§ **The request**
Would you copy only the lines below, beginning with the one that contains "Put a dot on every instance of the leaf spot, giving" and running through the last entry line?

Data entries

........

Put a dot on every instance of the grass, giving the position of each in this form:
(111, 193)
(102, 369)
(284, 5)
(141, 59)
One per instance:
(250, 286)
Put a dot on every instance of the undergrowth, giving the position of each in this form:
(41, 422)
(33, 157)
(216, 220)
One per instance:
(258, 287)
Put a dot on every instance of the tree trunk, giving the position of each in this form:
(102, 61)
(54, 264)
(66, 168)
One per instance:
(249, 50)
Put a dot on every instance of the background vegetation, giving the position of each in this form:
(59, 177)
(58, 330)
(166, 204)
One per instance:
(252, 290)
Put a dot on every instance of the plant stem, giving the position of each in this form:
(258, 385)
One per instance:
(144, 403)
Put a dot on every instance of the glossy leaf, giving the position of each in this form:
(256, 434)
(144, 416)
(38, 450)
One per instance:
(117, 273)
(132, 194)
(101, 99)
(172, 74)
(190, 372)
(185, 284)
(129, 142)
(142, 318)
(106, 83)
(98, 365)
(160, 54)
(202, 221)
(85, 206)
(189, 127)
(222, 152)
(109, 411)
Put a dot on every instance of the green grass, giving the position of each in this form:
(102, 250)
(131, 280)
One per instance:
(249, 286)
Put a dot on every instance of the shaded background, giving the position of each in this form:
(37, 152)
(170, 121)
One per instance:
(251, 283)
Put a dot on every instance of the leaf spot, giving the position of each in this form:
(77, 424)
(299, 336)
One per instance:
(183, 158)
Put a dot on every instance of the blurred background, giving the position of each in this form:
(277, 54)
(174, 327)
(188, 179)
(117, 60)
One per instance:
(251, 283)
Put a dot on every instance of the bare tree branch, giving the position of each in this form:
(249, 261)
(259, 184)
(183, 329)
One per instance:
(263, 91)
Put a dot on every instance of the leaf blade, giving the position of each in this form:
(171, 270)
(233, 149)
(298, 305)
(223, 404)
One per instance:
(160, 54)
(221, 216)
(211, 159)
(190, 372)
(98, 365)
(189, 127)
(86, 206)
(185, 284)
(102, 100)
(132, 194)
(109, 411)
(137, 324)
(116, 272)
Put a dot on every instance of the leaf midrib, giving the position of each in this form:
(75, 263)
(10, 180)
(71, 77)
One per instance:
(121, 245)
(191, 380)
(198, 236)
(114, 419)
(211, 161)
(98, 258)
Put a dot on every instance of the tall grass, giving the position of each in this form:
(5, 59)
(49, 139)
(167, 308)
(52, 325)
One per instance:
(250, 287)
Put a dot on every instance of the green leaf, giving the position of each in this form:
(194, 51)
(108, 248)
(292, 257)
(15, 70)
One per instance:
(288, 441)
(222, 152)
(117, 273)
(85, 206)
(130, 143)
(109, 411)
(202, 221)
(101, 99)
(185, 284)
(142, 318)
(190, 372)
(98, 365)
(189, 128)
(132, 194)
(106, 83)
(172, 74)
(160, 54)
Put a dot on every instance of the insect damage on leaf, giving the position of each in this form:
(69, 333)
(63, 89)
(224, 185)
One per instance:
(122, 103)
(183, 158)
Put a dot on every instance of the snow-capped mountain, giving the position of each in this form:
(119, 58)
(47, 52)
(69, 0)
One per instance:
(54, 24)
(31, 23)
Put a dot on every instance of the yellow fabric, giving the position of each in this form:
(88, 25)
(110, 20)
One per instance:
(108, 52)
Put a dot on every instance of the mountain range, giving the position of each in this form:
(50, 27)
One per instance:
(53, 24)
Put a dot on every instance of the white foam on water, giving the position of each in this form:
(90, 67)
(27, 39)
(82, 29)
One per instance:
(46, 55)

........

§ **Output**
Put a dot on every instance of the leaf spot, giving the position of each in this form:
(77, 424)
(299, 336)
One per instance:
(183, 158)
Put a dot on every instance of the blurred background, giving the position of each in this form:
(277, 54)
(174, 327)
(188, 179)
(117, 60)
One per instance:
(251, 283)
Put a dot on every instance of the bare tree branch, giving the position of each in this form:
(249, 261)
(259, 184)
(183, 329)
One per instance:
(263, 91)
Put a dot on every instance of the leaf blade, giving the position of each in this form:
(171, 270)
(233, 149)
(298, 305)
(223, 404)
One per instance:
(160, 54)
(221, 216)
(211, 159)
(190, 372)
(98, 365)
(189, 127)
(86, 206)
(185, 284)
(102, 100)
(132, 194)
(109, 411)
(137, 324)
(116, 272)
Put a dot on every instance of the leaf midrib, giving the position of each in this form:
(75, 263)
(10, 180)
(71, 77)
One per instance:
(121, 245)
(191, 380)
(198, 236)
(114, 419)
(211, 161)
(98, 258)
Put a dot on every instance of the tall grass, giving the position of each in this form:
(5, 59)
(49, 139)
(167, 308)
(52, 325)
One per instance:
(250, 287)
Put a dot on every instance of the green leaf, giving the position of each in this form:
(194, 51)
(108, 248)
(292, 257)
(15, 70)
One per instance:
(288, 441)
(222, 152)
(117, 273)
(85, 206)
(130, 143)
(109, 411)
(202, 221)
(101, 99)
(185, 284)
(142, 318)
(190, 372)
(98, 365)
(189, 128)
(132, 194)
(106, 83)
(172, 74)
(160, 54)
Put a dot on every instance of the insect damage on leaf, giving the position of each in this form:
(69, 333)
(63, 89)
(224, 185)
One per instance:
(122, 103)
(183, 158)
Put a dot on every instance of the snow-capped mountain, giving the position of each in this form:
(119, 58)
(47, 52)
(69, 0)
One per instance:
(54, 24)
(31, 23)
Put a dot on every instance of the yellow fabric, giving the position of each in this form:
(88, 25)
(110, 20)
One per instance:
(108, 52)
Put a dot on every instance of the mountain range, giving the position of each in this form:
(50, 27)
One per instance:
(53, 24)
Put a dot on every instance of the white foam on water, giving the position of each in this form:
(90, 67)
(27, 39)
(82, 29)
One per instance:
(46, 55)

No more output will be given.